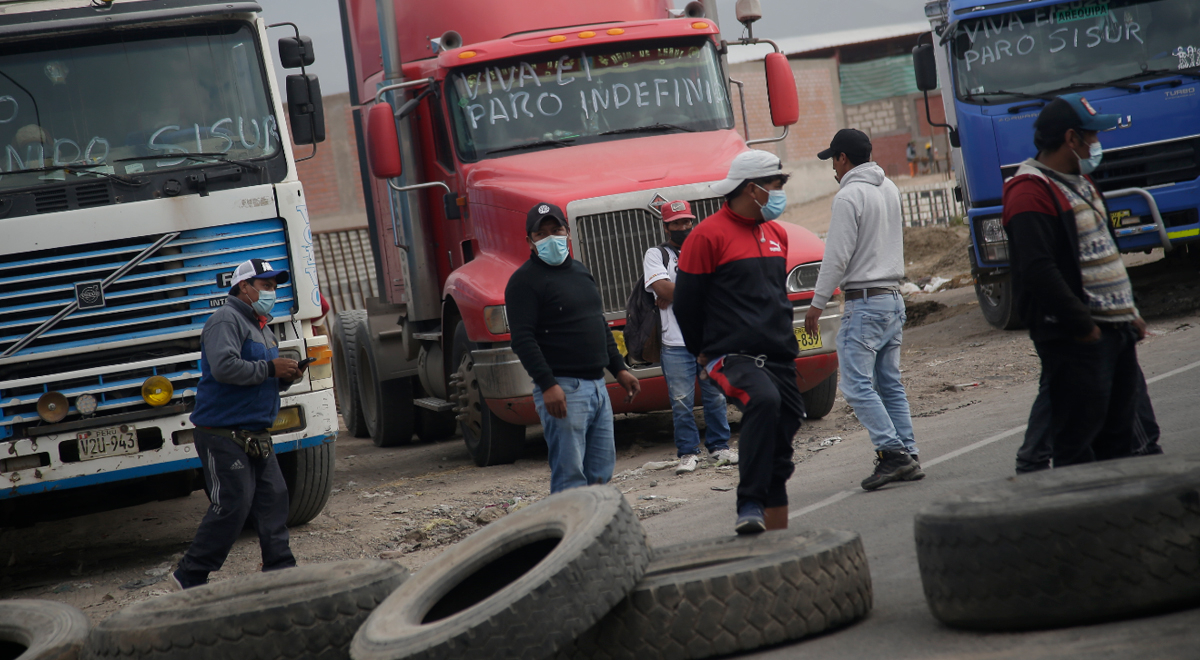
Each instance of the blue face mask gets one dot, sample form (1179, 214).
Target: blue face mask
(264, 303)
(777, 201)
(1087, 166)
(552, 250)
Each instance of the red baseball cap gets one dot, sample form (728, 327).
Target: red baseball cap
(676, 210)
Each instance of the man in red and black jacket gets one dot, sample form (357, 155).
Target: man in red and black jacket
(731, 303)
(1072, 289)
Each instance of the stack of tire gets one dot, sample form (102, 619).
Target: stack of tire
(570, 576)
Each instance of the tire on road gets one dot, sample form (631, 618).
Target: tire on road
(732, 594)
(309, 474)
(309, 612)
(522, 587)
(819, 401)
(346, 376)
(41, 630)
(1075, 545)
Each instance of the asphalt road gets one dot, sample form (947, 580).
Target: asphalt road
(960, 450)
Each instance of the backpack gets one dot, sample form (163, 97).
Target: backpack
(643, 324)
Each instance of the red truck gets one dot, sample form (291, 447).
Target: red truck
(468, 113)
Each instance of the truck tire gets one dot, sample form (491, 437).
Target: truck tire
(309, 474)
(387, 405)
(307, 612)
(346, 385)
(1093, 543)
(490, 439)
(522, 587)
(819, 401)
(733, 594)
(41, 630)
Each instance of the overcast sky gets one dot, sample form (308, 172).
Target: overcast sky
(781, 18)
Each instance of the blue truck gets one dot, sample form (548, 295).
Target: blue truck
(1000, 61)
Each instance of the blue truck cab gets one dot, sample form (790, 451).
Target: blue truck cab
(1000, 61)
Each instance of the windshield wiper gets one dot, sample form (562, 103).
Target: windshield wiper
(533, 144)
(651, 129)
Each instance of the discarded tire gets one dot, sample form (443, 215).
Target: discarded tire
(522, 587)
(309, 612)
(41, 630)
(1068, 546)
(733, 594)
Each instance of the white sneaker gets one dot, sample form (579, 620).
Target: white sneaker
(688, 463)
(725, 456)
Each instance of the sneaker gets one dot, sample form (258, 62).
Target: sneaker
(889, 466)
(725, 456)
(688, 463)
(916, 475)
(750, 519)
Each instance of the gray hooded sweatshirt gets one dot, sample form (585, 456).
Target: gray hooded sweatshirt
(864, 247)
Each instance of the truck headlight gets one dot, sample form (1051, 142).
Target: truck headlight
(803, 277)
(497, 319)
(995, 241)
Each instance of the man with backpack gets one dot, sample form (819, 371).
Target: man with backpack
(679, 365)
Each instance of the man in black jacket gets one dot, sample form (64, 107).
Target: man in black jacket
(559, 334)
(1072, 288)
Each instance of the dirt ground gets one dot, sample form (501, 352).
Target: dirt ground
(409, 503)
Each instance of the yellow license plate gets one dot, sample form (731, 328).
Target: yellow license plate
(808, 342)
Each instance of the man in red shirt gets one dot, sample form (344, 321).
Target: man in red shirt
(731, 303)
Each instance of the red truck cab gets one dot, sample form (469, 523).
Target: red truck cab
(481, 111)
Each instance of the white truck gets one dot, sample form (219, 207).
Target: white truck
(143, 156)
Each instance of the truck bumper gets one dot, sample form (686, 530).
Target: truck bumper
(508, 389)
(175, 454)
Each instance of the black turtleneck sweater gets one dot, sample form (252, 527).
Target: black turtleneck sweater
(557, 323)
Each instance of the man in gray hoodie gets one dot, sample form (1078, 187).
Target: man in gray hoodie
(864, 256)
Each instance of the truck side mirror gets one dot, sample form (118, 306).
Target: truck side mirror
(924, 67)
(297, 52)
(785, 102)
(305, 108)
(383, 143)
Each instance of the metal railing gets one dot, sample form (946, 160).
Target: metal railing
(346, 268)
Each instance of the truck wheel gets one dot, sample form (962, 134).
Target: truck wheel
(1093, 543)
(343, 335)
(819, 401)
(522, 587)
(735, 594)
(41, 630)
(309, 474)
(387, 405)
(490, 439)
(304, 612)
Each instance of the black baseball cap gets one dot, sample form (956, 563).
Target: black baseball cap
(851, 142)
(539, 213)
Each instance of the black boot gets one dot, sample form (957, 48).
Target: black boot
(889, 466)
(917, 474)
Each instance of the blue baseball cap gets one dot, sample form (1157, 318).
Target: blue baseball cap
(1072, 111)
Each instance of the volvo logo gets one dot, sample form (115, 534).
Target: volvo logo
(90, 295)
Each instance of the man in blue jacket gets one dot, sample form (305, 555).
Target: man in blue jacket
(237, 401)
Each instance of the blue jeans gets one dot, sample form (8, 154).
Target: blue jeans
(869, 358)
(679, 369)
(582, 449)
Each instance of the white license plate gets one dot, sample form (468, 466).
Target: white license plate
(111, 441)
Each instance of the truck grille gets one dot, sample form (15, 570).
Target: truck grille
(613, 244)
(167, 297)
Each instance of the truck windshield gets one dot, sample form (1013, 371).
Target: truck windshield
(587, 95)
(129, 102)
(1073, 46)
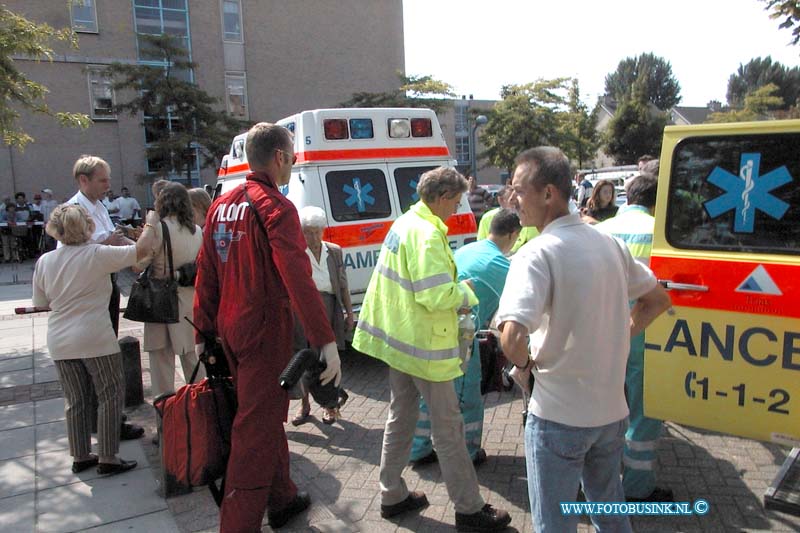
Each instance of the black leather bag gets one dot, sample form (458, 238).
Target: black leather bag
(155, 300)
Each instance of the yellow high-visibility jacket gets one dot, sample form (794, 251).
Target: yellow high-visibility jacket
(408, 316)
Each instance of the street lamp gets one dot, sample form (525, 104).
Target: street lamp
(480, 120)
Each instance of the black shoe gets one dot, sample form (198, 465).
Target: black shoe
(658, 495)
(86, 464)
(415, 500)
(426, 460)
(299, 504)
(130, 432)
(480, 457)
(112, 469)
(487, 519)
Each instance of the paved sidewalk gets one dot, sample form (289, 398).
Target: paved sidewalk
(337, 464)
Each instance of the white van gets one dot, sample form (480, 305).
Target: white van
(361, 165)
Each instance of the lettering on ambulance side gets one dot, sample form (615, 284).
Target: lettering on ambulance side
(222, 237)
(747, 192)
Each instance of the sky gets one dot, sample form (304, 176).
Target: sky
(478, 46)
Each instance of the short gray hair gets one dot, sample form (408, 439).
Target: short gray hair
(312, 216)
(263, 139)
(442, 181)
(87, 164)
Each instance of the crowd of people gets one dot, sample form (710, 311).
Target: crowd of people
(570, 323)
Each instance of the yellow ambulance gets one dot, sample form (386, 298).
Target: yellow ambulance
(726, 245)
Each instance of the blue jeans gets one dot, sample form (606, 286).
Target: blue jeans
(559, 458)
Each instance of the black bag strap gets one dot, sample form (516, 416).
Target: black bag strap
(168, 248)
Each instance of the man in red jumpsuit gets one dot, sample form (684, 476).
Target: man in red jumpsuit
(245, 289)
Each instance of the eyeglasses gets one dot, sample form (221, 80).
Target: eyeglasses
(294, 156)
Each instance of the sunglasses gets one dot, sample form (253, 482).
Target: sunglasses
(294, 156)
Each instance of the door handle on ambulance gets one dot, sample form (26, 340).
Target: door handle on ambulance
(671, 285)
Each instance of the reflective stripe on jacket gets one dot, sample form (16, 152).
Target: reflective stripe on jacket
(408, 316)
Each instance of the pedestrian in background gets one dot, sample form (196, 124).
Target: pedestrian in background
(634, 225)
(73, 281)
(408, 320)
(573, 310)
(252, 272)
(330, 278)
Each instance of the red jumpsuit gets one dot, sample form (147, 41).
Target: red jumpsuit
(244, 292)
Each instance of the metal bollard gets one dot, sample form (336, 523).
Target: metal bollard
(132, 368)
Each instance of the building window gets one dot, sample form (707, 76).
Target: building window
(84, 16)
(232, 20)
(462, 150)
(155, 17)
(462, 118)
(101, 95)
(236, 95)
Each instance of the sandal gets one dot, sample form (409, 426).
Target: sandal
(330, 415)
(301, 417)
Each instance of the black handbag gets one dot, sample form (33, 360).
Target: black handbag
(155, 300)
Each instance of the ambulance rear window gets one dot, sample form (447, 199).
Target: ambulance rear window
(406, 180)
(360, 194)
(736, 194)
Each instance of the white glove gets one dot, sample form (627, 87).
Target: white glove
(333, 371)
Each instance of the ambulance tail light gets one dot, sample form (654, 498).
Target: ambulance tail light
(361, 128)
(399, 128)
(421, 127)
(335, 129)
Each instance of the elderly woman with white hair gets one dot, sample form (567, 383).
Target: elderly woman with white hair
(73, 281)
(328, 272)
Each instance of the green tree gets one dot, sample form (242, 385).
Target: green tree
(21, 37)
(578, 128)
(413, 91)
(788, 12)
(661, 88)
(635, 129)
(759, 72)
(757, 106)
(528, 115)
(180, 119)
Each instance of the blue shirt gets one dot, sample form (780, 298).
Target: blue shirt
(487, 267)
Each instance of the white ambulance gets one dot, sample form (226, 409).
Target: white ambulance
(361, 165)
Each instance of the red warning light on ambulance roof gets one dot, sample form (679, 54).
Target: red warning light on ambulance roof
(335, 129)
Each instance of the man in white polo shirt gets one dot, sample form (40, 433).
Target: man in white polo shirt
(567, 293)
(93, 176)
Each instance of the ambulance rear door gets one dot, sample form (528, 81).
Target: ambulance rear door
(726, 357)
(360, 210)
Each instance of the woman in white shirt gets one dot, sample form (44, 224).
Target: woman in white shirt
(164, 341)
(328, 272)
(74, 282)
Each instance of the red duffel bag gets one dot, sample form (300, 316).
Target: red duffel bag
(195, 434)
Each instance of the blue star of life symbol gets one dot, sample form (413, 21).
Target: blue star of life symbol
(413, 184)
(223, 239)
(747, 192)
(358, 195)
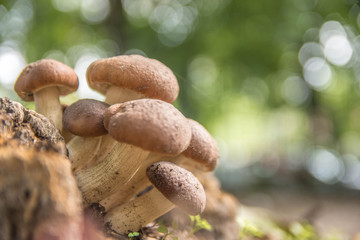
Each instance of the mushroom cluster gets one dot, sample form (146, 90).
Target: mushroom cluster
(134, 140)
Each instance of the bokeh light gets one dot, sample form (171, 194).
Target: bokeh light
(295, 91)
(317, 73)
(326, 166)
(11, 64)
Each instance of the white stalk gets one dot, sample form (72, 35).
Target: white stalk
(48, 104)
(135, 214)
(137, 183)
(82, 150)
(99, 181)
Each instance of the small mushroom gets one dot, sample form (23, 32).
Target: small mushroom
(129, 77)
(140, 126)
(174, 186)
(43, 82)
(84, 119)
(202, 154)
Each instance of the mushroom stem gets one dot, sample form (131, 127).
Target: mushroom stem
(48, 104)
(82, 150)
(99, 181)
(135, 185)
(119, 95)
(135, 214)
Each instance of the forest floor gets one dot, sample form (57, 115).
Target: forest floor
(328, 212)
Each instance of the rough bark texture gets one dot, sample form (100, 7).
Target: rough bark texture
(39, 198)
(24, 127)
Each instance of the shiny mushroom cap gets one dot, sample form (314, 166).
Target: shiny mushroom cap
(178, 185)
(202, 148)
(135, 72)
(85, 118)
(152, 125)
(45, 73)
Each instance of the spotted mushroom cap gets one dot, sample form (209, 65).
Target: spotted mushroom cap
(202, 148)
(138, 73)
(152, 125)
(178, 185)
(85, 118)
(45, 73)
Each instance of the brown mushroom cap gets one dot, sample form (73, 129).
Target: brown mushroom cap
(85, 118)
(44, 73)
(178, 185)
(202, 147)
(151, 124)
(140, 74)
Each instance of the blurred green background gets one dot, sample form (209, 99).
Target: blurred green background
(275, 82)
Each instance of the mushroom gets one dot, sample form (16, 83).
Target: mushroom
(84, 119)
(140, 126)
(202, 154)
(129, 77)
(174, 186)
(43, 82)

-----

Above are the records. Print exactly, and only, the lines from the line with "Target: black leather bag" to the line with "Each instance of the lettering", both inclusive.

* Solution below *
Target: black leather bag
(155, 300)
Each instance of the yellow high-visibility jacket gets one dot, sample form (794, 251).
Target: yellow high-visibility jacket
(408, 316)
Each instance of the street lamp gets one dot, sample form (525, 104).
Target: street lamp
(480, 120)
Each instance of the black shoe gets one dot, sample form (198, 465).
Target: black shoe
(658, 495)
(86, 464)
(415, 500)
(426, 460)
(299, 504)
(130, 432)
(480, 457)
(112, 469)
(487, 519)
Each instance of the paved sidewalk gets one dot, sample form (289, 398).
Target: paved sidewalk
(337, 464)
Each instance of the white van gets one dot, sample form (480, 305).
Target: white van
(361, 165)
Each instance of the lettering on ambulance side gets one dot, sample form (615, 284).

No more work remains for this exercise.